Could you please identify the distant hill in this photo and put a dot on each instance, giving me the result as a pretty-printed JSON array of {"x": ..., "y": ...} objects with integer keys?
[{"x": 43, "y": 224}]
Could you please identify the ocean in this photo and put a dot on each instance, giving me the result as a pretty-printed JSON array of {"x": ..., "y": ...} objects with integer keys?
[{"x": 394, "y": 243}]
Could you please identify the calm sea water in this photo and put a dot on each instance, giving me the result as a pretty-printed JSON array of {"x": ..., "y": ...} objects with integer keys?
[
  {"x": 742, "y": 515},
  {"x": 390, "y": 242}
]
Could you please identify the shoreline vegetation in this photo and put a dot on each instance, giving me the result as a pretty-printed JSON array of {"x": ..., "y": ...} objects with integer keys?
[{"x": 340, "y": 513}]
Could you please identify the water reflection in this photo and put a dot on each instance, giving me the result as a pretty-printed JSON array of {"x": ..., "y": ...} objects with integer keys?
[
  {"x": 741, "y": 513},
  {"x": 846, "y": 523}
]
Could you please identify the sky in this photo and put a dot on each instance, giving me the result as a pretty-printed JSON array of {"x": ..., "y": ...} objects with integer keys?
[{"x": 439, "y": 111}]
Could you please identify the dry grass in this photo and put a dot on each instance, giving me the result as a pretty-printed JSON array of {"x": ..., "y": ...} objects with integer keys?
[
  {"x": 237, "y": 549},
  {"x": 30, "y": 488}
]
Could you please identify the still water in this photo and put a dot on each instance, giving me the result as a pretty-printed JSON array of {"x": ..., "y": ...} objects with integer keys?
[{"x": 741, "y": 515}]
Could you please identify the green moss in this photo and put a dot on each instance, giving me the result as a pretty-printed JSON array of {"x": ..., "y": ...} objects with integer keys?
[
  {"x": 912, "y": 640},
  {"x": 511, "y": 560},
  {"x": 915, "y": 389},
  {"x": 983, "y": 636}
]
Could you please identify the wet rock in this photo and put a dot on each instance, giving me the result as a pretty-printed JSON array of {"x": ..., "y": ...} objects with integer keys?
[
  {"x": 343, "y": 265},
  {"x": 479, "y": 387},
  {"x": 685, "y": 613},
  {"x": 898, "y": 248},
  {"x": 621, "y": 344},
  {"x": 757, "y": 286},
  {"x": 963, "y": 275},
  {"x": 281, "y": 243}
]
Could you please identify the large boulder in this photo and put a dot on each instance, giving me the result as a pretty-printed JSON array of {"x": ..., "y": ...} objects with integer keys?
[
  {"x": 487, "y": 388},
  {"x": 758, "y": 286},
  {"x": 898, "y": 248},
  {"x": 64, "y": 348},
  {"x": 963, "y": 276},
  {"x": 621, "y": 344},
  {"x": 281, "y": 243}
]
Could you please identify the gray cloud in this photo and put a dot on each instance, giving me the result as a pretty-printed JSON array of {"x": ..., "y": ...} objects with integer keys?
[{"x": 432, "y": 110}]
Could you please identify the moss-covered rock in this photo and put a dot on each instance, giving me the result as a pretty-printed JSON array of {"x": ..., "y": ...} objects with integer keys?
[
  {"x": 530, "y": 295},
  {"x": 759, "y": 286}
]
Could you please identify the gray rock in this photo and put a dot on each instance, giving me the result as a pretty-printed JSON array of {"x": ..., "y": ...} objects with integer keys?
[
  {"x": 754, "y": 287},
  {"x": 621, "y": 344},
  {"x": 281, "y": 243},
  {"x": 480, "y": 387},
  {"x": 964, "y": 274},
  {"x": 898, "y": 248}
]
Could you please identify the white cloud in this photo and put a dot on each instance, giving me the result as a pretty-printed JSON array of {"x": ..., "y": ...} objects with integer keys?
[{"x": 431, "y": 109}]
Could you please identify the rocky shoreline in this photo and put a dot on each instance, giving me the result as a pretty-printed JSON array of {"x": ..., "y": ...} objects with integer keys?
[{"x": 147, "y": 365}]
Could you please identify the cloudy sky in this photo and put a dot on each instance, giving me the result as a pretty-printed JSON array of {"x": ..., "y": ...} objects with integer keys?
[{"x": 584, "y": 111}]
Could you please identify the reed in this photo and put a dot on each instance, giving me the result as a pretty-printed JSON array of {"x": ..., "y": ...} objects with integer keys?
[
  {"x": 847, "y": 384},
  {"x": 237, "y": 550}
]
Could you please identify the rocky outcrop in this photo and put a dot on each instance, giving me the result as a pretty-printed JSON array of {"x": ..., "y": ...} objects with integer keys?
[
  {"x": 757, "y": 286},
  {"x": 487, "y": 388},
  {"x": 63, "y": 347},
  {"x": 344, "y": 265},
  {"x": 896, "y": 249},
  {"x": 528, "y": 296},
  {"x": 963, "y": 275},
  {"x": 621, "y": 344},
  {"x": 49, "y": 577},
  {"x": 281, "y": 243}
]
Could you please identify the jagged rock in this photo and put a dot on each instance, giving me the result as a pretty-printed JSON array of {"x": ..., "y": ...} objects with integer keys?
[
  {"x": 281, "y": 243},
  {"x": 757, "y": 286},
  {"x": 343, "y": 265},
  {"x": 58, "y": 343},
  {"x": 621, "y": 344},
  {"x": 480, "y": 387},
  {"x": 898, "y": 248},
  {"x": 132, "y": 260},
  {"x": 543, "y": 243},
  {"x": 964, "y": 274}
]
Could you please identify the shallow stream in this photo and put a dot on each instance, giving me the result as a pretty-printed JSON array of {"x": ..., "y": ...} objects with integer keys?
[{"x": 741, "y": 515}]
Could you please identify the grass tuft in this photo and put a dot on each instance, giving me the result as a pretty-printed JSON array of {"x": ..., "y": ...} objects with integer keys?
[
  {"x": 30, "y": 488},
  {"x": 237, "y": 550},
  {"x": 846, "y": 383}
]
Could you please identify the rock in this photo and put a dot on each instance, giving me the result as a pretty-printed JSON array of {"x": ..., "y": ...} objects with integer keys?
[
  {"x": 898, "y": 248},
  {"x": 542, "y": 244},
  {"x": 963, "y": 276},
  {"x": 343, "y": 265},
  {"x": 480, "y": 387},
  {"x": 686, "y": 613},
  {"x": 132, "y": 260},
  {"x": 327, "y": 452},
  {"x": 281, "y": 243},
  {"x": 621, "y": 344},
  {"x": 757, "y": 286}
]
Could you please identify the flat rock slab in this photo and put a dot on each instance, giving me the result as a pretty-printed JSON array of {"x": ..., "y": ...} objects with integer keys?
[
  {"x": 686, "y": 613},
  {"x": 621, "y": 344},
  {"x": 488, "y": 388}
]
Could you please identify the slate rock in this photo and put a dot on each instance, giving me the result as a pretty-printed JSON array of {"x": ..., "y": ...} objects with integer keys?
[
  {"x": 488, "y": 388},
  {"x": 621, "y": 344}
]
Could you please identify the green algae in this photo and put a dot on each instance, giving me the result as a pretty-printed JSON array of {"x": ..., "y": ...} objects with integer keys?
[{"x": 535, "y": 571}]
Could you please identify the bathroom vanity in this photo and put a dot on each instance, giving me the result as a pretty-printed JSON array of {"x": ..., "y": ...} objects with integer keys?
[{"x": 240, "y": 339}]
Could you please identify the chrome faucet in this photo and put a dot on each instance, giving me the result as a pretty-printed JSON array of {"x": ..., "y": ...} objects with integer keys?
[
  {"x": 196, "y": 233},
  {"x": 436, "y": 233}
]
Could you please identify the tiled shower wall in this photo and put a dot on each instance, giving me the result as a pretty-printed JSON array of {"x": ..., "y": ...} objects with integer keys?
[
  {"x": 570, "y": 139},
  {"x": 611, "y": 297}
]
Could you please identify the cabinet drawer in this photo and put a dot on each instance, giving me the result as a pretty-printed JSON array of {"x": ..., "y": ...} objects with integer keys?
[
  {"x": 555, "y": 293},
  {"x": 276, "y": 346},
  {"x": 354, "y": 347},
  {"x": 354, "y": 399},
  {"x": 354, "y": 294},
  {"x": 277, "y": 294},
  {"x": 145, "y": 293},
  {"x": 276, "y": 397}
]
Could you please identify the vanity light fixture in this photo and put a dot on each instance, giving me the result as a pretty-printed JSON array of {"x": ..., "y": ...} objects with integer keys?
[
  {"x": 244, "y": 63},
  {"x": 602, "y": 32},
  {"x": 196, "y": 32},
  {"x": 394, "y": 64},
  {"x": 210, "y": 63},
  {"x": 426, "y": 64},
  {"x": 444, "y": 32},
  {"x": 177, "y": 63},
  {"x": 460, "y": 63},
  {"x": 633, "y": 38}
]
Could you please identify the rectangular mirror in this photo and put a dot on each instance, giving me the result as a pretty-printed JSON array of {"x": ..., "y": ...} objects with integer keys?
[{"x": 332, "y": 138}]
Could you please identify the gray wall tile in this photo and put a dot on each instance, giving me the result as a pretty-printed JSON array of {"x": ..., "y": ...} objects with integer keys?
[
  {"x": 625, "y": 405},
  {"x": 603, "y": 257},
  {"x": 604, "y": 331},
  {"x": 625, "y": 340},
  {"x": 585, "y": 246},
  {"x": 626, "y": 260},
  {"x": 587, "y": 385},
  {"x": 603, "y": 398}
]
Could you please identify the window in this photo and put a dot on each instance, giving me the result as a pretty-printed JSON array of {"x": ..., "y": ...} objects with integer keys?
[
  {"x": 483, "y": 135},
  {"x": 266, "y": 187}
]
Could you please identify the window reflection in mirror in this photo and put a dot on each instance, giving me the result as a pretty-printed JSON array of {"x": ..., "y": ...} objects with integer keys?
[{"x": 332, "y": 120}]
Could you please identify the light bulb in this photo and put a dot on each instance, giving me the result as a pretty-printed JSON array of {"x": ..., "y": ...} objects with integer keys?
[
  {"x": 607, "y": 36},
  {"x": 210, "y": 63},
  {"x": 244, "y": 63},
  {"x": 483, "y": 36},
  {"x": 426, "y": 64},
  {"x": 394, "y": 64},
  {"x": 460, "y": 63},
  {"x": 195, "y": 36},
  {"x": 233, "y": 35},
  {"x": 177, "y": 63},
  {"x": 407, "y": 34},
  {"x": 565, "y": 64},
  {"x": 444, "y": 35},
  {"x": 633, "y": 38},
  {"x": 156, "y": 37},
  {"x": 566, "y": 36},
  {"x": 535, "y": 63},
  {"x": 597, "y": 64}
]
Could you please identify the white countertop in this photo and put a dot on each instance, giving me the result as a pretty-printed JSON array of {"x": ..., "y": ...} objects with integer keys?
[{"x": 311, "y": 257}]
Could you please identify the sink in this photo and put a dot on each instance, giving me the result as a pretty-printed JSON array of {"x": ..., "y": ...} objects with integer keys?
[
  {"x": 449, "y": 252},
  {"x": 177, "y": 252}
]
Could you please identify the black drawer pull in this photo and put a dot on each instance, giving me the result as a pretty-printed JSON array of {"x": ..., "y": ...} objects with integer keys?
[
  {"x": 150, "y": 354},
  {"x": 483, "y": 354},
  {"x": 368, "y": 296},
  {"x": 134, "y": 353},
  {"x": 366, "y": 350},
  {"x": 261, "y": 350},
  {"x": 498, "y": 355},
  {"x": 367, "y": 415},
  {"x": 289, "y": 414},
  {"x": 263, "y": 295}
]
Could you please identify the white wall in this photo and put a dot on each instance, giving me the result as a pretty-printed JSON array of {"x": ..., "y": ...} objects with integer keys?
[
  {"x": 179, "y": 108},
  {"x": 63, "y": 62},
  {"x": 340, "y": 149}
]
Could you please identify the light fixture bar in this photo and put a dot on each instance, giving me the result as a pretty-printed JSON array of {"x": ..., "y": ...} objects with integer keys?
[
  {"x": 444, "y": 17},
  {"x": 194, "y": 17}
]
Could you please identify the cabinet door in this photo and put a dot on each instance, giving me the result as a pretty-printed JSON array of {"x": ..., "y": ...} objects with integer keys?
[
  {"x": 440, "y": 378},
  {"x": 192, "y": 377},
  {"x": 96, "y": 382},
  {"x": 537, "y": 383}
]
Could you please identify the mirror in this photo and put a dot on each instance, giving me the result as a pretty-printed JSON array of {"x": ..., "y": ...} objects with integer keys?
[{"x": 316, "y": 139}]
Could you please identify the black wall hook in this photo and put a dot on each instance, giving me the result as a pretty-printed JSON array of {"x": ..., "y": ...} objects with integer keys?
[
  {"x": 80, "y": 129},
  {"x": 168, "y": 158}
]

──────────────────────────────

**TASK INSTRUCTIONS**: Only the lines from the one with "Could you please identify the cabinet door" through the end of the material are wanted; copy them exactly, both ends included.

**WORKED SOLUTION**:
Could you please identify the cabinet door in this photo and put a dot on each instance, giving me the result as a pretty-printed JSON array of {"x": ..., "y": ...} objects with integer keys?
[
  {"x": 440, "y": 378},
  {"x": 192, "y": 377},
  {"x": 96, "y": 382},
  {"x": 537, "y": 383}
]
Could you please identify the mirror in this photo and put a dot on each instance, giving me the result as a pretty-printed JSON array of {"x": ..., "y": ...} objects with integer keys?
[{"x": 316, "y": 139}]
Could you please identify the black wall hook in this photo and put a dot on each instance, giving me the result as a pretty-printed JSON array of {"x": ..., "y": ...} objects with integer keys?
[
  {"x": 80, "y": 129},
  {"x": 168, "y": 158}
]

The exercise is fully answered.